Every record needs to be restated word for word.

* _Entries supplied_
Segment Open
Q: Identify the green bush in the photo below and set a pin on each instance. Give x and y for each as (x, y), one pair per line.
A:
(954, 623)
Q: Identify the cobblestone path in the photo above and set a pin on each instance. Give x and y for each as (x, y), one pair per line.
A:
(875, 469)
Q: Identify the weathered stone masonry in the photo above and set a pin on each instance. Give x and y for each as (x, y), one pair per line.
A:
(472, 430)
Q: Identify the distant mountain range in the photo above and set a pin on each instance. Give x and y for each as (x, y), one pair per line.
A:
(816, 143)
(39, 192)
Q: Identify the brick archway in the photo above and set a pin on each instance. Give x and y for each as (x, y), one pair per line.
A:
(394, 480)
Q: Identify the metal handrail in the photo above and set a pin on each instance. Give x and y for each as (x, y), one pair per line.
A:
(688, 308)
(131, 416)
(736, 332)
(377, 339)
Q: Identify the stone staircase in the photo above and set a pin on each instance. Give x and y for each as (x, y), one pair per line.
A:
Segment Closed
* _Exercise answer_
Q: Identify the green bush in the photo below and set a pin on each instance. Give x and y for each as (x, y), one pair per line.
A:
(954, 623)
Q: Identify the cobblestone path in the photo above and set a pin on each instance. Give x and y for each as (x, y), one pair per line.
A:
(875, 469)
Q: Identify the weathered stone masonry in the photo above and set a pin on each instance. Give x and y for each as (x, y), one pair per line.
A:
(472, 430)
Q: Identify the distant mountain range in the photo above and set a pin on each instance. Give x and y for each as (x, y), one pair per line.
A:
(816, 143)
(39, 192)
Q: Identify the brick archway in the photo above and set a pin on each instance. Give x and y for each as (x, y), one pair per line.
A:
(394, 480)
Q: Identify the metal handrail in the photo above and set a pin on each instance. Give x and y for each as (x, y), one pair per line.
A:
(688, 308)
(131, 416)
(736, 332)
(377, 339)
Q: Identify the stone staircase in the photo above and set a pin on each instance. Give x and y for each as (x, y), one pair per line.
A:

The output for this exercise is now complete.